■ Goals
**1)** Using the motoring awards piece, answer these:
(a) How many of the 30 people the Herald polled could start the BMW 7 Series without a training course?
(b) How much weight did the new Falcon gain?
(c) What does the new Range Rover weigh?
**2)** Write what comes next in the motoring awards piece, picking up after its final paragraph.

■ Extract
────────────────────

The winner of last year's Gold P76, Ford, bounced back with a better-looking, better-driving Falcon.

Mazda suddenly remembered how to design interesting cars, no one at Mitsubishi put his size 12s in his gob. Overall, the industry built better cars and sold more of them. For one moment we thought we might have to withhold this year's award.

Silver P76
For acquiring a complexity complex: BMW

The Bavarians put the mystery back into motoring with a system called iDrive.

Designed to integrate the 7 Series's electronic systems, it's called iDrive because if uDrive, the damn thing won't start. Indeed only two of the 30 people the Herald polled could fire up the 7 Series without taking a BMW training course. Good luck with valet parking!

Styling is normally subjective, but BMW's new Z4 roadster provides an exception. It looks attractive only when parked next to an M Coupe.

Silver P76
For too much, too late: Chrysler
At last the long-promised Viper made it downunder. Problem one: it's a local right-hand-drive conversion. Two: it has an 8.0-litre, 10-cylinder engine, weighs more than 1500kg and seats just two. Three: it costs nearly $250,000. Four: it's the superseded model, first sold in its homeland in 1992.

And did you notice the scantily clad bimbettes draped all over its bodywork at the Sydney Motor Show? This, from the only Australian car company with a female MD.

Silver P76
For crimes against fossil fuels -- and journalists: Ford
The media campaign for the new Falcon vied for the title of "world's most drawn out". It started in April, even though the car didn't go on sale until October, and included separate unveilings of such exciting things as the rear suspension. Omitted from this flood of information was that, while the rest of the world continued to become leaner and greener, the Falcon had packed on 130kg and was considerably thirstier.


Silver P76
For finding new ways to reskin a cat: Jaguar
At last, a new big Jaguar ... and it looks just like the old one. That makes it a good match for the new small X-Type Jaguar, which looks like a pre-shrunk variation on the same theme. And the $54,000 price leader (in which everything is optional) now has a front-drive system that exposes it for what it is: a reskinned Ford Mondeo.

The same company also dumped plans to build the lovely F-Type sports model.

Silver P76
For services to somnambulism: Formula One
The biggest-buck sporting show on the planet was a Noah's Ark procession with the cars running two-by-two and Ferrari so far in front it showed its contempt by deciding which of its drivers would win. The efforts of Mercedes, Jaguar, Honda, Renault and Toyota were dismal and demeaning; Prost failed to start the season, Arrows failed to finish it, Minardi teetered, we yawned.

Silver P76
For inheriting the girth: Range Rover (among others)
The new Range Rover has gained 300kg and now weighs in at an obscenely larduous 2500kg. Even green, safety-conscious Volvo spat out a two-tonne-plus family truck which, as the tarmac-only test drive during the international press program proved, is intended for city bashing rather than bush.

────────────────────

■ Data
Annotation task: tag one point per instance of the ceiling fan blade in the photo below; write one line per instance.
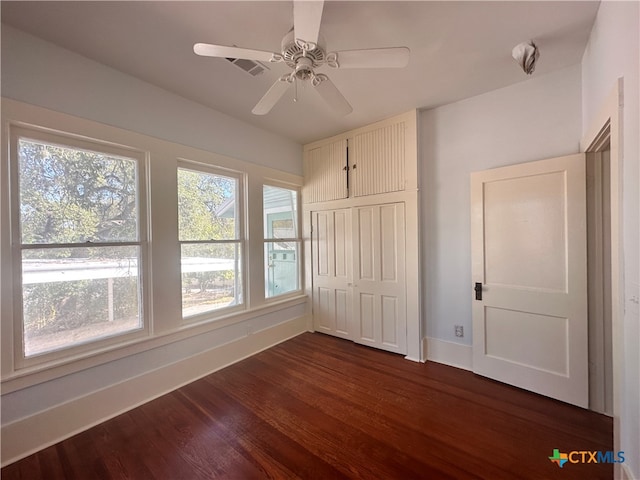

────────────────────

■ Outputs
**1)**
(a) Two
(b) 130kg
(c) 2500kg

**2)**
Porsche's Cayenne is the best part of 2400kg. It's speed-limited to 266kmh and rides on such low-profile tyres that you'd think twice about even hopping a kerb with them.

Silver P76
For continued Wajaing: Proton
Last year, we said no-one would buy the Malaysian-built, 1.6-litre Waja sedan at a monumentally loopy $28,000. But we were wrong. As we went to press, 113 cars had been registered during the 12 months the Waja has been on the market. That's nearly four per Proton dealership.

At least we weren't as wrong as Proton, which claimed at the Australian launch "our estimates indicate that we will have sales of around 1200 during the first year on the Australian market".

Silver P76
For cashing up commentators:Toyota
The company that once bought every ad in The Bulletin did another winning deal with Kerry Packer's publishing empire to flog its 2002 Camry. It sponsored the homepage of PBL's website, Carpoint, for a week, during which time there was no mention of the Camry's rivals (coincidentally, Holden launched the new VY Commodore at about the same time).

The Camry also featured on the cover of Wheels along with gushing headlines. The editor of Wheels insisted it was an "editorial decision".

As part of its Packer deal, Toyota agreed to buy 10,000 copies of the Camry edition.

Silver P76
Press release of year: Glenn Seton
A record number of spin sheets hit our desks, most cantilevered so far over the edge of truth they were at risk of bringing down the whole pile of press packs. But what caught our eye even more were the daftly optimistic and supremely un-newsworthy outpourings of V8 Supercar back-marker Glenn Seton.

Heading to the Winton round, Seton was said to be setting his sights "on moving up the order and even eyeing off a podium result". At the previous round, "if not for some minor troubles before the first race and a collision in the day's final race, he was set to finish well inside the Top 10".

Seton's relentless pursuit of bronze culminated with a spectacular Top 29 finish at Bathurst.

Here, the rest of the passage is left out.